[What to work on] Exactly how many lines in this data contain the word "hillside"? Only the number should be given.

━━━ Data supplied ━━━

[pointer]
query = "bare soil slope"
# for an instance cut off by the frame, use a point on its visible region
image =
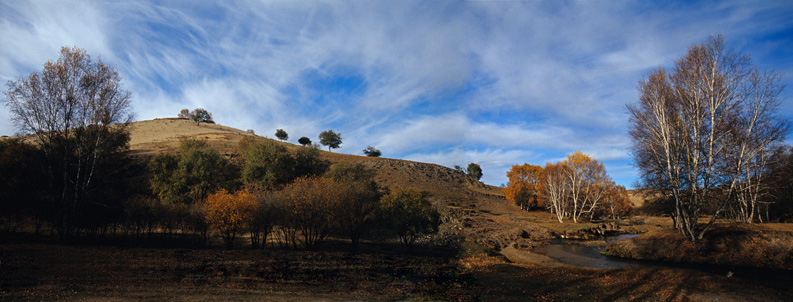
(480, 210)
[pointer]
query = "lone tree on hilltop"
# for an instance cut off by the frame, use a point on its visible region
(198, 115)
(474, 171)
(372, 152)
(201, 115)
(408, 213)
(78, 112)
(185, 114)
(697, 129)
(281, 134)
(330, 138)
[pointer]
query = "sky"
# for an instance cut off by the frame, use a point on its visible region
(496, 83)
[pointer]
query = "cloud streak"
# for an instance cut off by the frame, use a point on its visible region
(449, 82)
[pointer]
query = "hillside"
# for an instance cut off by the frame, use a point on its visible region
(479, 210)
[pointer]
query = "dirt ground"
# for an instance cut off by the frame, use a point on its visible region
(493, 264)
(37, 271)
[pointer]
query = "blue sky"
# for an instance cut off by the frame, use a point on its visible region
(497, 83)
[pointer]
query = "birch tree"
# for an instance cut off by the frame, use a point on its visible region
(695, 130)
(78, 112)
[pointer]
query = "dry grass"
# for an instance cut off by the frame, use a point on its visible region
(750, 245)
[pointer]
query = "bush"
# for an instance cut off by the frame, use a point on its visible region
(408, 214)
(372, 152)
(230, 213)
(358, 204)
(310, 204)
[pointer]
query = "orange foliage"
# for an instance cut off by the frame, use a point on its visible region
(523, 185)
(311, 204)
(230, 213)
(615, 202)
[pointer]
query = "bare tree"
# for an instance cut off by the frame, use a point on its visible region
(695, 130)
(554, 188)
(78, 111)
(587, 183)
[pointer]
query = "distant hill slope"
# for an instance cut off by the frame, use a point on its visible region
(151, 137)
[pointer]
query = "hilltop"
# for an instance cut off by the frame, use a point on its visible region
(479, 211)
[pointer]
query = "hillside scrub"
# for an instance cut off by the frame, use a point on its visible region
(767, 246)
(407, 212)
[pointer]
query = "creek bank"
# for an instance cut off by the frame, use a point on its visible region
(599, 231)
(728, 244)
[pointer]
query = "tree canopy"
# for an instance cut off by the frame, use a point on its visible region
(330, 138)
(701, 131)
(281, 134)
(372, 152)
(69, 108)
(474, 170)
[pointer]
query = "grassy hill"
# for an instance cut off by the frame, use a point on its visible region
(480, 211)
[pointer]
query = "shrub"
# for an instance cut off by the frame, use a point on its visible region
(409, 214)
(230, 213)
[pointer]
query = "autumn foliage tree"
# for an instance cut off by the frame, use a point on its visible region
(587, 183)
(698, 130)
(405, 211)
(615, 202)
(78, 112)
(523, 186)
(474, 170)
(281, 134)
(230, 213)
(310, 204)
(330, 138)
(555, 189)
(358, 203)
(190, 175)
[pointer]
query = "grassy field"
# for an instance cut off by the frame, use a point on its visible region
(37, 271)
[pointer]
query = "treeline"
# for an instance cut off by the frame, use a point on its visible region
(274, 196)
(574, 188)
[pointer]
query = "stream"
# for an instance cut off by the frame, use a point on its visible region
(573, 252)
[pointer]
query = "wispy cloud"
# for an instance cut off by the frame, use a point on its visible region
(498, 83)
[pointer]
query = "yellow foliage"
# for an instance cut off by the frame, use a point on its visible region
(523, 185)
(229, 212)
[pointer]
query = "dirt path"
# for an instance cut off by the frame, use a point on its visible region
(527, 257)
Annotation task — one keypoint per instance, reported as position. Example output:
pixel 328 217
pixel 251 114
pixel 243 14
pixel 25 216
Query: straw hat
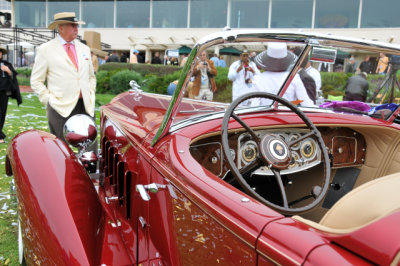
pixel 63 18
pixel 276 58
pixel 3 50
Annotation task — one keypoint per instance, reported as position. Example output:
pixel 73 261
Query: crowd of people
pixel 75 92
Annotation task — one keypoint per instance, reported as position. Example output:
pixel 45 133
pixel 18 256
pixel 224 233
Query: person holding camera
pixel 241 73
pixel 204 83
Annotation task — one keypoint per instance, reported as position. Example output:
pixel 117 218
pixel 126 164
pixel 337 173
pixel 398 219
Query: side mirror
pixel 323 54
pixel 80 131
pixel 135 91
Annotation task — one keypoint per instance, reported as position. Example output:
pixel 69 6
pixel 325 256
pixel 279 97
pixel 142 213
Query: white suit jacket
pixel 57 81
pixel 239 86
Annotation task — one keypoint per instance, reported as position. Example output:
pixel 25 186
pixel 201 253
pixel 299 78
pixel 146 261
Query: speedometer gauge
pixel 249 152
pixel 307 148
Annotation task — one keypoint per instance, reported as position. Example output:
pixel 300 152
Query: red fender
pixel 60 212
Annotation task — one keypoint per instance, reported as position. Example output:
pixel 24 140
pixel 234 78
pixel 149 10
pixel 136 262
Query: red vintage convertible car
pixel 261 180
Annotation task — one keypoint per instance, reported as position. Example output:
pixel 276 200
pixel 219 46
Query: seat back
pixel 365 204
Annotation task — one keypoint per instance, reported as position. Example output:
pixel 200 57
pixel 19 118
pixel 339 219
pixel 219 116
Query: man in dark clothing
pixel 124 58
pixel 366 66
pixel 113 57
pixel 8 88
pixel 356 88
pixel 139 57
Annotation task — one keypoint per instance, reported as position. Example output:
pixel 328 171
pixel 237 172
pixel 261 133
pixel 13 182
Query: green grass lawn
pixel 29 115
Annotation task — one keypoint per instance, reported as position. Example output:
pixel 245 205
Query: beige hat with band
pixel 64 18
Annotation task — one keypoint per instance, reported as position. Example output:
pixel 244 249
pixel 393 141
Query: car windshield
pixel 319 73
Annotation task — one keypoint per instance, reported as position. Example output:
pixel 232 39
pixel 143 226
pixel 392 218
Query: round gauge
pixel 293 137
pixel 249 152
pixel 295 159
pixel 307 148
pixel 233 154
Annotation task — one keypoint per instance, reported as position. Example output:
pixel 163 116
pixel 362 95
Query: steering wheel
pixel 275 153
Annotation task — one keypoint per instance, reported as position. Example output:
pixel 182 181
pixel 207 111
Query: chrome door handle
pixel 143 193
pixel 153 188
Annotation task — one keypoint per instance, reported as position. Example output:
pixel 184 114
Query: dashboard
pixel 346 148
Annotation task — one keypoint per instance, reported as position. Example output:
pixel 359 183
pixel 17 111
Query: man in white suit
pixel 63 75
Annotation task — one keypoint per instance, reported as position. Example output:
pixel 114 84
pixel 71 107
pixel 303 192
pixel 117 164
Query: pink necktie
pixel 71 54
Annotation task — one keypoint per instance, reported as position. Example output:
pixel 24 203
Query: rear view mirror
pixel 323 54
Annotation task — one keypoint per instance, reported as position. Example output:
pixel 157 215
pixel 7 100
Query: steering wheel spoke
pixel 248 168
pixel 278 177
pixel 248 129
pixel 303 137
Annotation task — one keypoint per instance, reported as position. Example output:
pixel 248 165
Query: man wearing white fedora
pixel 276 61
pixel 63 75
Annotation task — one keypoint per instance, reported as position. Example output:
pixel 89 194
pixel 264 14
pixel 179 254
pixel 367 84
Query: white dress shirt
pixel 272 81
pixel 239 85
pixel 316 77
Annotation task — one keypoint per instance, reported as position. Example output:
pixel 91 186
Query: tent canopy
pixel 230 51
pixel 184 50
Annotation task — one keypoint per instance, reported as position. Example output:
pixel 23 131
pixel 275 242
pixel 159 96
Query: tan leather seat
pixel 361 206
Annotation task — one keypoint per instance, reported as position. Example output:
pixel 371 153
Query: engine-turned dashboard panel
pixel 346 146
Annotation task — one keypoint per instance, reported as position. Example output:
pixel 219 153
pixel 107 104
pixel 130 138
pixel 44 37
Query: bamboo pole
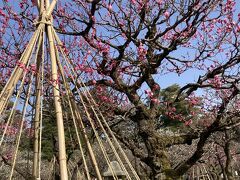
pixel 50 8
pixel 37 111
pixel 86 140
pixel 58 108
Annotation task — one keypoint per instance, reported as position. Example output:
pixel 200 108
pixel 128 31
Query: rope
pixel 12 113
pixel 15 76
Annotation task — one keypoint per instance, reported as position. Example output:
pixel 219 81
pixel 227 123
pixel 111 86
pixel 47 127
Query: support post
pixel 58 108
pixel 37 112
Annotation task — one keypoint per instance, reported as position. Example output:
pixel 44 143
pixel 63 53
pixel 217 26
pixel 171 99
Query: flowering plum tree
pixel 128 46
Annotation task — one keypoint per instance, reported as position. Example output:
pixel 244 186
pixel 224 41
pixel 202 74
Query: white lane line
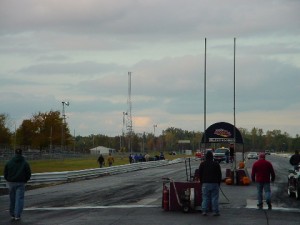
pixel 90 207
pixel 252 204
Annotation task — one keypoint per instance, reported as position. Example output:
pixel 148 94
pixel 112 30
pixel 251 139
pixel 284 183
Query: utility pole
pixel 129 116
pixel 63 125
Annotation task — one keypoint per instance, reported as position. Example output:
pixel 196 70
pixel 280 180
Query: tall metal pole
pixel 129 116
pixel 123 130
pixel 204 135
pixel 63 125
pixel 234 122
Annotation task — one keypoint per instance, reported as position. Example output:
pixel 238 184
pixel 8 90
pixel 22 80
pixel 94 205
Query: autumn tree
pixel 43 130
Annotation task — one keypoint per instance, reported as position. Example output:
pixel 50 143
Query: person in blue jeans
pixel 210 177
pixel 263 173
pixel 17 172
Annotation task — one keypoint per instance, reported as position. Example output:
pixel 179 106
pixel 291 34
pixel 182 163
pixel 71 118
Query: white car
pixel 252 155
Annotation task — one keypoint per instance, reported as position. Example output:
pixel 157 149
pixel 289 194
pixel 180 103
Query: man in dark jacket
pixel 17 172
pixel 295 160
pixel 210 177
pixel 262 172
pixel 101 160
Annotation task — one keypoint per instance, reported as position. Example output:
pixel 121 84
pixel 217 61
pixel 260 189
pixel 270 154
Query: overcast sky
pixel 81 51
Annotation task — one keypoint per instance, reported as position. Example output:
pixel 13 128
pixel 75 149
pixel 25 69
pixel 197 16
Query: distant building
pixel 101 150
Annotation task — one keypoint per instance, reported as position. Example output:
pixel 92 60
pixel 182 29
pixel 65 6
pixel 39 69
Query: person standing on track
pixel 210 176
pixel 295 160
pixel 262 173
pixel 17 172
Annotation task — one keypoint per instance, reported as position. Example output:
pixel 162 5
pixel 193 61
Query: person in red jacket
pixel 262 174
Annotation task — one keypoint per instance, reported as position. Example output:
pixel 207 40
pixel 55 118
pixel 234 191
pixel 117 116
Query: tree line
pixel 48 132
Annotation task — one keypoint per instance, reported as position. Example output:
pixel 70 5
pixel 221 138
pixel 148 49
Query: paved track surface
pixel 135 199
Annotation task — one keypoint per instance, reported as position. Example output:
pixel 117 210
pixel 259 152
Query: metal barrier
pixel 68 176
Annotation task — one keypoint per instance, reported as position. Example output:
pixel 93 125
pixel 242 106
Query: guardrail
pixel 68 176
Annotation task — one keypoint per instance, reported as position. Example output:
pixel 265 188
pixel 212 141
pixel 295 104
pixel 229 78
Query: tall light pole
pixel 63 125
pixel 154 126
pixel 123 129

━━━

[Response area] 2